### TRECHO FORNECIDO
──────────────────────────────

Sobre os R$ 2,7 bilhões restantes ainda não há definição: o Ministério da Economia diz estar esperando o Ministério da Ciência e Tecnologia decidir onde colocará os recursos. Também é preciso definir os cortes que serão feitos no Ministério da Ciência e Tecnologia ou em outras pastas, de modo a respeitar as limitações do Teto de Gastos, diz a Economia.
O senador Izalci Lucas (PSDB-DF) é o autor do projeto que resultou na lei proibindo o contingenciamento dos recursos. “Hoje, está na ilegalidade. Já deveria ter colocado o recurso. Até porque o FNDCT foi transformado num fundo financeiro (pela lei). Então, os rendimentos têm de ser revertidos para a ciência e tecnologia (...). Os PLNs que foram aprovados deveriam conter o valor integral. Vão ter (o governo) de fazer o ajuste disso”, disse.

──────────────────────────────

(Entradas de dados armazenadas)
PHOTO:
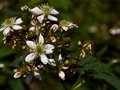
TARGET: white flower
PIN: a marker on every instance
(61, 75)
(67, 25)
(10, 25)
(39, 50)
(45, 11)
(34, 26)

──────────────────────────────

### TAREFA
Atualize o trecho sobre os recursos para ciência e tecnologia: reescreva tudo desde "Sobre os R$" até "diz a Economia.", substituindo "Ministério da Economia" por "Ministério da Fazenda".

### RESPOSTA DO EXERCÍCIO
Sobre os R$ 2,7 bilhões restantes ainda não há definição: o Ministério da Fazenda diz estar esperando o Ministério da Ciência e Tecnologia decidir onde colocará os recursos. Também é preciso definir os cortes que serão feitos no Ministério da Ciência e Tecnologia ou em outras pastas, de modo a respeitar as limitações do Teto de Gastos, diz a Economia.